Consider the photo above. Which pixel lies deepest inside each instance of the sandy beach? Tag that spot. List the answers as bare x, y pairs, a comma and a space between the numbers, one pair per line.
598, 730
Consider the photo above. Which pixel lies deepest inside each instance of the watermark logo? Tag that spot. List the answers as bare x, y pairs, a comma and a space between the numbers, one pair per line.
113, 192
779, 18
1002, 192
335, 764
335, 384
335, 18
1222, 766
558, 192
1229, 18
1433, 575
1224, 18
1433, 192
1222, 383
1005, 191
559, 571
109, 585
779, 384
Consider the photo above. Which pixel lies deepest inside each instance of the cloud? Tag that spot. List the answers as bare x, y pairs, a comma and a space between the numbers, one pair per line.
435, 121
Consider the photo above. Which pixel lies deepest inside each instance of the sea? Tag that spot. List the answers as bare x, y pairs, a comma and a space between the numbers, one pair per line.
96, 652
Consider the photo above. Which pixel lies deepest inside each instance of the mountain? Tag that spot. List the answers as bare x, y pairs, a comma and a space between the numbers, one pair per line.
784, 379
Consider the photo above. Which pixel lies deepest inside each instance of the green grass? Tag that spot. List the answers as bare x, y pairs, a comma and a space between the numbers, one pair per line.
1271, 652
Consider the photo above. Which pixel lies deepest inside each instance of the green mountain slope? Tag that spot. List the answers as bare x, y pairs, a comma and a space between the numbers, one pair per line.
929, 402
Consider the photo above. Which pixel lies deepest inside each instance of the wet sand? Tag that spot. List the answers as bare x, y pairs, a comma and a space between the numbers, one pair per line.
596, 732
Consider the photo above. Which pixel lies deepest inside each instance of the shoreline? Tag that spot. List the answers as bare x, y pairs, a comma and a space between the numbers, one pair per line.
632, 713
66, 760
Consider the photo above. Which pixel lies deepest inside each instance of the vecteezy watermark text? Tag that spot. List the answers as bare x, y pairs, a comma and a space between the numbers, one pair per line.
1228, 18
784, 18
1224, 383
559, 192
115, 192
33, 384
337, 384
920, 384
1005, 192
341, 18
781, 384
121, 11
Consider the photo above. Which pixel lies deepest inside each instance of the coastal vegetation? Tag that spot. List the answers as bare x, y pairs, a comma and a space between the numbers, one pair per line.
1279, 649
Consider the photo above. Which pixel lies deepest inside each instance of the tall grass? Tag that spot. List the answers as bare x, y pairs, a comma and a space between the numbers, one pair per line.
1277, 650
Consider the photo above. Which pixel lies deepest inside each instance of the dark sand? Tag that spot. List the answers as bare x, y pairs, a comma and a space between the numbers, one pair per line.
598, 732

.....

**Task requirements**. Rescale the listing from the line with "of the coastal" to the end of the listing, both ends included. Repeat every line of that stretch word for word, except multiply each x, y coordinate in the answers by 1.4 and round it to a whole number, with halves rounding up.

**The response**.
Consider the photo above. Which pixel lies deepest inside each instance of the coastal vegetation? Tag that spot. List the answers as bare x, y pairs, a comma and a space between the numbers, one pair per line.
1791, 909
Consider the photo above. Which pixel lies deepest inside each instance of the tall grass? Tag that spot. List the answers as bare x, y pairs, a comma and a space between the numbers, one pair per line.
1788, 910
Consider the photo above. Which pixel lies deepest inside each instance of the dark sand? Tag that spot. List the answers as bare x, y pairs, a comma and a space between the numbers, one pair per line.
837, 1025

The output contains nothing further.